◆ Exercise details ◆
Each line of the material below should be reproduced exactly.

◆ Rows from a pointing dataset ◆
☆ ☆ ☆ ☆ ☆ ☆ ☆

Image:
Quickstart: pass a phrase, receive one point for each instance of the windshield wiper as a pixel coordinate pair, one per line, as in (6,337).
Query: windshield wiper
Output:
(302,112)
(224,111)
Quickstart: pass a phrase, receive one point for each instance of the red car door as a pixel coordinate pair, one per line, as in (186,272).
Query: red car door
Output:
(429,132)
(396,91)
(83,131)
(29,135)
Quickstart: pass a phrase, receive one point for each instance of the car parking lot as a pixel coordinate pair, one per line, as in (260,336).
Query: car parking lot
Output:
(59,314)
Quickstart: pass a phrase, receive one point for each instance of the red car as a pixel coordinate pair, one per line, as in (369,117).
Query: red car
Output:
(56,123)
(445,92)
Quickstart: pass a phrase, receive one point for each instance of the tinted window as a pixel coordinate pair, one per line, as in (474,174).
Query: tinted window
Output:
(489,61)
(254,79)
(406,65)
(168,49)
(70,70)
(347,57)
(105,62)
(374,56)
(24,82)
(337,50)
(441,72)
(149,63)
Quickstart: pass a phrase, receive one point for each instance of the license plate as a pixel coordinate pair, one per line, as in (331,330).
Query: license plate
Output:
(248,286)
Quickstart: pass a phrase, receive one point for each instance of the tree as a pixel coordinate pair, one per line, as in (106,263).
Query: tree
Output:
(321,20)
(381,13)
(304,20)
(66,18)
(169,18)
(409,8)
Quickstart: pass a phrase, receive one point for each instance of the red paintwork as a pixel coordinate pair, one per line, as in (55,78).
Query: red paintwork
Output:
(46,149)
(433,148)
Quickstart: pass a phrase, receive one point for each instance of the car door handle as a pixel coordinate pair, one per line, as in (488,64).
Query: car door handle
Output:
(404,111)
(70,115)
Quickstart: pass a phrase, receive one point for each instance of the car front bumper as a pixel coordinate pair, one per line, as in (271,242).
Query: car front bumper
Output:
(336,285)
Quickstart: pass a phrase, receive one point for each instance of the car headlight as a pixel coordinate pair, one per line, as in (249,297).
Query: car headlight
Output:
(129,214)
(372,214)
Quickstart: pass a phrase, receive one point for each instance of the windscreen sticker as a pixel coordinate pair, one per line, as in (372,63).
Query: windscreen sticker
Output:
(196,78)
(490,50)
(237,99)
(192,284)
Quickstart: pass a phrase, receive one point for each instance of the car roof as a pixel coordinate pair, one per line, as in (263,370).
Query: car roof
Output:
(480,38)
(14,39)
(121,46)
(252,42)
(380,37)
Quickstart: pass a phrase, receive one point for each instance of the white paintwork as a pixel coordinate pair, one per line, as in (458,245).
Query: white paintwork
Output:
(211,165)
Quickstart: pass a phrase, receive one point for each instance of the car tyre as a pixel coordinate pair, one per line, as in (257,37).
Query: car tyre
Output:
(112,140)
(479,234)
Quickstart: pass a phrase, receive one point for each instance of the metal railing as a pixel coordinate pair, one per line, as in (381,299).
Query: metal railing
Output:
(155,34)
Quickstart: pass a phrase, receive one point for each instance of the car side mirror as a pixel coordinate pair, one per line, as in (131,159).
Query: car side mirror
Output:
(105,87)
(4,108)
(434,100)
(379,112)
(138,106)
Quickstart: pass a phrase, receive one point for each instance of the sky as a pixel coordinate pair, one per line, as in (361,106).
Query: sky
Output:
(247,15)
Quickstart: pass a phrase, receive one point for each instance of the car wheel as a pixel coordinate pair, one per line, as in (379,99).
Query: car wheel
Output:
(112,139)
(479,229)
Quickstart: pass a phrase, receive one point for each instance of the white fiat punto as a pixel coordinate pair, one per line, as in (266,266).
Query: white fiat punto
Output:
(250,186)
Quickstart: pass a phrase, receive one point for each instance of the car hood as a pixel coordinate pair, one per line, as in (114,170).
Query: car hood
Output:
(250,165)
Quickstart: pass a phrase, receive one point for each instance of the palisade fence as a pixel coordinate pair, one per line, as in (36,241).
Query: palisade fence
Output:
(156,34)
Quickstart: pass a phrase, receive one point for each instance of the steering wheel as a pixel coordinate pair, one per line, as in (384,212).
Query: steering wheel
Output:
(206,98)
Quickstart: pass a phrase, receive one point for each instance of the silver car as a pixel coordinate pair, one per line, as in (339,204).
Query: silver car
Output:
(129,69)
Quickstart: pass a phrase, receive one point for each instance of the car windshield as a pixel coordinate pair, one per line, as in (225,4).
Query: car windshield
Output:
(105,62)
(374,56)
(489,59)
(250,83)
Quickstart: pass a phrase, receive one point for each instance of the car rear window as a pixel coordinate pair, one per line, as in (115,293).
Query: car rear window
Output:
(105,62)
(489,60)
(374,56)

☆ ☆ ☆ ☆ ☆ ☆ ☆

◆ Solution to the exercise ◆
Image:
Quickstart: pass a phrase, receive one point for each instance of the windshield wiper as a pixel coordinate pair, one per line, as in (6,337).
Query: windshield wiper
Output:
(302,112)
(224,111)
Quickstart: pass a phrase, receive one point for each instance of the red car door as a pixel coordinate pair, one per line, as in (186,272).
Query: red car door
Output:
(429,132)
(396,91)
(83,131)
(29,135)
Quickstart: pass a phrase, receive one point for each instance of the car parking lot as a pixel coordinate pair, one per line, as in (260,336).
Query: car parking lot
Output:
(59,314)
Quickstart: pass a phrase, receive one point for each instance of the red car as a pixel coordinate pair, one per line, as in (369,117).
Query: red car
Output:
(56,123)
(445,92)
Quickstart: pass a phrase, receive one point for each instance of the tinted window as a pixel coordinate pair, one per line, as in (474,174).
Query: tinted window
Output:
(489,61)
(254,79)
(406,65)
(168,49)
(70,70)
(347,57)
(105,62)
(374,56)
(24,82)
(337,50)
(441,72)
(149,63)
Quickstart: pass a phrase, receive one point for each instance of the license plate as a pixel coordinate pair, one per line, as in (331,330).
Query: license plate
Output:
(248,286)
Quickstart: pass a phrase, receive one point for each instance of the tree as a pixel coordinate pair, one per line, as in (106,263).
Query: tree
Output:
(321,20)
(381,13)
(304,20)
(66,18)
(169,18)
(409,8)
Quickstart: pass a phrase, receive one point for each instance of the red paintwork as a pixel coordinate pair, one per line, as in (55,78).
Query: red paintwork
Output:
(46,149)
(433,148)
Quickstart: pass a phrase, receive one point for each instance of the car door handle as a pixel coordinate pair, one per line, as in (488,64).
Query: car door handle
Output:
(404,111)
(70,115)
Quickstart: pass a phrase, receive one point for each instance of the car front bumper as a pixel coordinate pair, one per line, as in (271,242).
Query: car front bumper
Output:
(336,285)
Quickstart: pass a phrase, receive one point for each instance of the car headlight as a pixel coordinate pair, one per line, as in (249,297).
Query: car headlight
Output:
(129,214)
(372,214)
Quickstart: pass a phrase, receive one point for each instance of the windscreen sticker as a pixel coordinate pair, one per line, as in (372,63).
Query: windscreen sticker
Output:
(196,78)
(490,50)
(237,99)
(192,284)
Quickstart: pass a phrase, receive one point for each instance of the car roof as a pixel coordinate pair, one per line, as in (263,370).
Query: car roof
Output:
(480,38)
(14,39)
(121,46)
(252,42)
(380,37)
Quickstart: pass a phrase, receive one point for each instance of the white paintwork as a pixel coordinate pair, one per line, as in (458,245).
Query: white paintwork
Output:
(211,165)
Quickstart: pass a phrase, receive one point for each instance of the car tyre as a pixel coordinate pair, one per line, as in (257,37).
Query: car tyre
Output:
(112,140)
(479,234)
Quickstart: pass a phrase, receive one point for each instance of the metal railing as a pixel coordinate pair, one per line, as in (381,299).
Query: metal railing
Output:
(155,34)
Quickstart: pass a phrase, receive one point for each instance of the car side mirror as a pixel coordinate pair, one per line, as in (131,159).
Query: car side mirror
Output:
(105,87)
(4,108)
(434,100)
(379,112)
(138,106)
Quickstart: pass a phrase, receive one point for each instance of the sky as a pixel coordinate pair, one per line, as in (361,106).
Query: sky
Output:
(247,15)
Quickstart: pass a phrase, receive one point for each instance of the car wheel as a pixel coordinate pair, one per line, as in (379,99).
Query: car wheel
Output:
(112,139)
(479,229)
Quickstart: pass a phrase, receive one point for each instance of the white fiat punto as a pixel coordinate pair, one per line, as in (266,266).
Query: white fiat punto
Output:
(250,186)
Quickstart: pass a phrase, receive one point for each instance of the car hood as a pixel coordinate pair, one per line, as in (114,170).
Query: car hood
Output:
(250,165)
Quickstart: pass a phrase, receive one point for each instance of the palisade fence as a pixel coordinate pair, one per line, as in (36,241).
Query: palisade fence
Output:
(156,34)
Quickstart: pass a phrase, receive one point for each instance of the steering wheel as a pixel coordinate pair, one per line, as in (384,212).
Query: steering wheel
Output:
(206,98)
Quickstart: pass a phrase, receive one point for each instance of the silver car as a pixel coordinate pair, one per line, as in (339,204).
Query: silver car
Output:
(129,69)
Quickstart: pass a phrase, receive one point for each instance of the car windshield as a pixel coordinate pair, one per line, as in (225,4).
Query: car windshield
Output:
(105,62)
(374,56)
(489,59)
(250,83)
Quickstart: pass a phrase, receive one point for each instance of the car rear window as a pixel coordinate pair, one per line, as in (115,293).
Query: car rear window
Output:
(105,62)
(489,60)
(374,56)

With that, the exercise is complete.